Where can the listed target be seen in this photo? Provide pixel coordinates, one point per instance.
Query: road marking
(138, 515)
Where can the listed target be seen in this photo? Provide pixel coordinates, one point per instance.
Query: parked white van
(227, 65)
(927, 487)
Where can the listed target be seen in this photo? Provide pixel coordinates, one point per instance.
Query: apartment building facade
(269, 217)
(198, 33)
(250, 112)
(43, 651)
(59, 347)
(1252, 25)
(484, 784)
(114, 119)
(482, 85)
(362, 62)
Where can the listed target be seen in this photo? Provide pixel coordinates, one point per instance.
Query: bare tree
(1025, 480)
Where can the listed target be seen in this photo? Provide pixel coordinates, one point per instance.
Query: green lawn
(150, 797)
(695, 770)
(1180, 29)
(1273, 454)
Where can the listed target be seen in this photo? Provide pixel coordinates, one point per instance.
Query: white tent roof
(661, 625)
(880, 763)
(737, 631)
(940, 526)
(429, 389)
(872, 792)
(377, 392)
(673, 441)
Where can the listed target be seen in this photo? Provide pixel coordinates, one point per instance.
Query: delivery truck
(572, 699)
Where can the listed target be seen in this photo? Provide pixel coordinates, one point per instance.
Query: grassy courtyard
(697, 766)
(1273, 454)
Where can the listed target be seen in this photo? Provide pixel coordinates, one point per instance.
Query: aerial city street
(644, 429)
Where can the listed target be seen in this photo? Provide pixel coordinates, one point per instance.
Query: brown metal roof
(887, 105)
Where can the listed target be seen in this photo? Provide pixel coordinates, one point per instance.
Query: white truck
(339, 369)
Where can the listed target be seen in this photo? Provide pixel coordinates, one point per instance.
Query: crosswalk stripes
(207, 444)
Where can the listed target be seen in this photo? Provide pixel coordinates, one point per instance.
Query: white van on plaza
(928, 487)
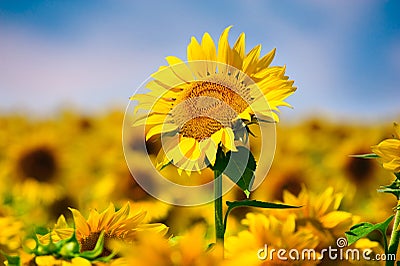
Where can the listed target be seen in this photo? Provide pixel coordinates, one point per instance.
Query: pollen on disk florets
(210, 105)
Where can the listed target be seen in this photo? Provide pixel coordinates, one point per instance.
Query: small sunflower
(211, 99)
(276, 234)
(192, 248)
(122, 224)
(320, 214)
(389, 151)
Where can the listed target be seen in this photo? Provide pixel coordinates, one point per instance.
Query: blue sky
(343, 55)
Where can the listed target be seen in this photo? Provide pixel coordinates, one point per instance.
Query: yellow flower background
(75, 161)
(67, 194)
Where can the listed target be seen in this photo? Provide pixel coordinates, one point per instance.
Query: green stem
(395, 237)
(219, 220)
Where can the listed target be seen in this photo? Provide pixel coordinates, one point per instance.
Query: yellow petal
(80, 223)
(208, 46)
(251, 60)
(224, 50)
(266, 60)
(180, 69)
(238, 50)
(228, 139)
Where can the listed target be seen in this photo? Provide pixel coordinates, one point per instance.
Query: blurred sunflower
(275, 233)
(320, 214)
(389, 151)
(211, 99)
(123, 224)
(189, 249)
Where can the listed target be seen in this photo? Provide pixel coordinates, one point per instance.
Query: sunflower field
(201, 168)
(68, 174)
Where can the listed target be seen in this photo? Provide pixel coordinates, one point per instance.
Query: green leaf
(393, 188)
(238, 166)
(361, 230)
(254, 203)
(12, 260)
(365, 156)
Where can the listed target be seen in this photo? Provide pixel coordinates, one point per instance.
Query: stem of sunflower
(219, 219)
(395, 237)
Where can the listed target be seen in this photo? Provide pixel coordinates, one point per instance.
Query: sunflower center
(207, 107)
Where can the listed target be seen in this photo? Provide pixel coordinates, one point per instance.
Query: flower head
(389, 151)
(122, 224)
(320, 214)
(210, 100)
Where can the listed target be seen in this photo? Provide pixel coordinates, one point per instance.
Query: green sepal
(96, 252)
(238, 166)
(361, 230)
(254, 203)
(12, 260)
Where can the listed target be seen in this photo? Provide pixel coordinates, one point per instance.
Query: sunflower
(276, 233)
(192, 248)
(389, 151)
(320, 214)
(210, 100)
(123, 225)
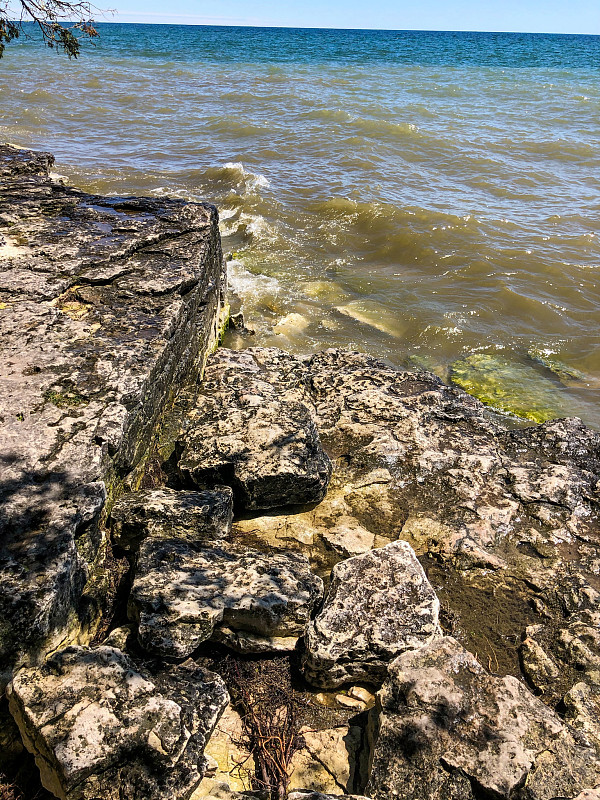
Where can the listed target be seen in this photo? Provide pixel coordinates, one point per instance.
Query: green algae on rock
(567, 375)
(508, 387)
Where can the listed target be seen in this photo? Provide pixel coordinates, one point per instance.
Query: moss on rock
(508, 386)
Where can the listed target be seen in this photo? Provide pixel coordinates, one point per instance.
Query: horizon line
(274, 26)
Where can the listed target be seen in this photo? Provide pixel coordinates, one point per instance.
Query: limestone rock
(106, 306)
(448, 729)
(502, 518)
(582, 704)
(310, 795)
(99, 726)
(264, 444)
(183, 592)
(234, 765)
(168, 513)
(328, 760)
(378, 605)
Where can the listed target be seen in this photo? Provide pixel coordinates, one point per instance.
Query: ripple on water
(417, 196)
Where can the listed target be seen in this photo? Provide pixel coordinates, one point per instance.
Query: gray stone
(502, 518)
(378, 605)
(99, 726)
(263, 443)
(448, 728)
(310, 795)
(106, 306)
(183, 593)
(199, 516)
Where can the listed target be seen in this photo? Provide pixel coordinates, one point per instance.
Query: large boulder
(185, 593)
(500, 516)
(378, 605)
(449, 729)
(100, 726)
(263, 442)
(106, 306)
(168, 513)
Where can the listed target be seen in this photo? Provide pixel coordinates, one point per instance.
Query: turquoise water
(432, 198)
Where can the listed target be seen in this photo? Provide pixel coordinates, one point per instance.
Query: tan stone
(235, 765)
(327, 763)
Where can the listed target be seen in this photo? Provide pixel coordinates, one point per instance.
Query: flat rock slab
(199, 516)
(378, 605)
(184, 594)
(308, 795)
(449, 729)
(99, 726)
(106, 306)
(263, 442)
(501, 517)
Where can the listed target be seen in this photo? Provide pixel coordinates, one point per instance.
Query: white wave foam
(248, 285)
(253, 180)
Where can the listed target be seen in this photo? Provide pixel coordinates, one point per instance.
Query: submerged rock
(99, 726)
(508, 386)
(184, 594)
(106, 306)
(166, 513)
(378, 605)
(449, 729)
(262, 442)
(507, 520)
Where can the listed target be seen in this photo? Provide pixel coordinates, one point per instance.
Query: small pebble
(360, 693)
(350, 702)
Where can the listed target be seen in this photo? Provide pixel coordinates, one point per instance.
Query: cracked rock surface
(244, 431)
(166, 513)
(449, 729)
(106, 306)
(506, 521)
(184, 594)
(378, 605)
(101, 726)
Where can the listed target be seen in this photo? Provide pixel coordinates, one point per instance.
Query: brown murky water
(433, 199)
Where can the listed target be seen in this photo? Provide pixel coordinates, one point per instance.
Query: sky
(543, 16)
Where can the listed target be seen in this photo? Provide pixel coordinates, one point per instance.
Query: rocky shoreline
(246, 573)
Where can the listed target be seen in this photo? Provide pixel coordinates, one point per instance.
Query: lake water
(430, 198)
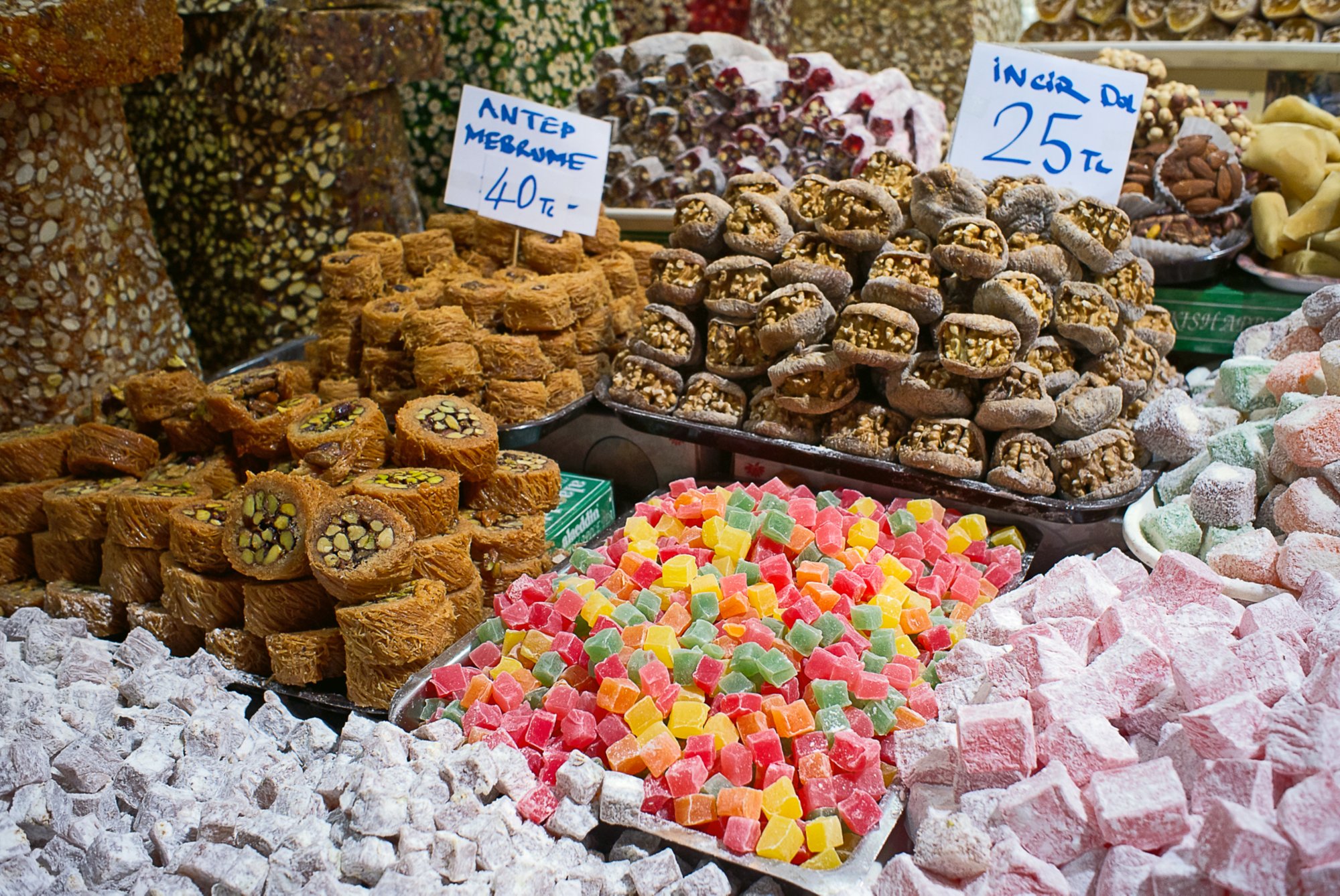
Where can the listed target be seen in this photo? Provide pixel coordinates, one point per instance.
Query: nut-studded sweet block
(60, 46)
(86, 299)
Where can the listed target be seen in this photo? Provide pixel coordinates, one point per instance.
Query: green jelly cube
(830, 693)
(700, 633)
(777, 668)
(1173, 528)
(831, 627)
(778, 527)
(649, 605)
(704, 606)
(491, 630)
(628, 615)
(735, 682)
(685, 665)
(902, 522)
(750, 571)
(604, 645)
(805, 638)
(868, 618)
(873, 662)
(746, 660)
(549, 668)
(831, 720)
(743, 500)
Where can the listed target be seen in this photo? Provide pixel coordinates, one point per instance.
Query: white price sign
(1066, 121)
(527, 164)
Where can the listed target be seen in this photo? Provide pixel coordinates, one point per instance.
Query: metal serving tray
(515, 436)
(817, 457)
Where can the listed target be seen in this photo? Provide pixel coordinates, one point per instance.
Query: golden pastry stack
(447, 313)
(278, 535)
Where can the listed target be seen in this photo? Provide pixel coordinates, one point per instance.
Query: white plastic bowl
(1246, 593)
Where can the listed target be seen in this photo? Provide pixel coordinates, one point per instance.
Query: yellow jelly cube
(677, 573)
(596, 607)
(827, 861)
(975, 526)
(864, 534)
(639, 530)
(643, 715)
(923, 510)
(653, 731)
(823, 834)
(506, 665)
(688, 719)
(722, 729)
(661, 641)
(701, 585)
(781, 839)
(712, 531)
(779, 799)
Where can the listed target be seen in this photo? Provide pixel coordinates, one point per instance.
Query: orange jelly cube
(746, 803)
(696, 810)
(617, 696)
(626, 756)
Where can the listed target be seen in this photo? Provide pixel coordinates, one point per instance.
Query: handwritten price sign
(527, 164)
(1028, 113)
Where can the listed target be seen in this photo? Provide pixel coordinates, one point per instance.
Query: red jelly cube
(742, 835)
(738, 764)
(861, 814)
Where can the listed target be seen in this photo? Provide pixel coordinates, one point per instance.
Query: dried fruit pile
(691, 112)
(905, 315)
(447, 313)
(751, 650)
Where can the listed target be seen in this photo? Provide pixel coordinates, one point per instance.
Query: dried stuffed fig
(860, 216)
(945, 194)
(971, 247)
(797, 315)
(667, 337)
(1095, 232)
(768, 419)
(1018, 401)
(734, 352)
(814, 382)
(1097, 467)
(644, 384)
(805, 203)
(1086, 314)
(1020, 298)
(1024, 204)
(1087, 408)
(892, 172)
(677, 278)
(1156, 327)
(1055, 360)
(700, 222)
(909, 282)
(758, 226)
(712, 400)
(809, 258)
(945, 445)
(1132, 286)
(876, 335)
(976, 346)
(865, 429)
(1023, 463)
(736, 285)
(927, 389)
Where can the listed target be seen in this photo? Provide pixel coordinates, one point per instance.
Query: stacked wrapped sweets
(691, 112)
(281, 137)
(86, 295)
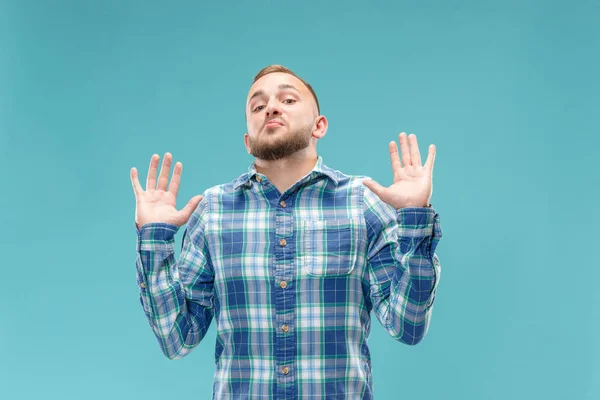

──────────────────────────────

— PROBLEM TO WORK ON —
Give only the number of lines above that contain the string "truck", counting case as significant.

— FINAL ANSWER —
2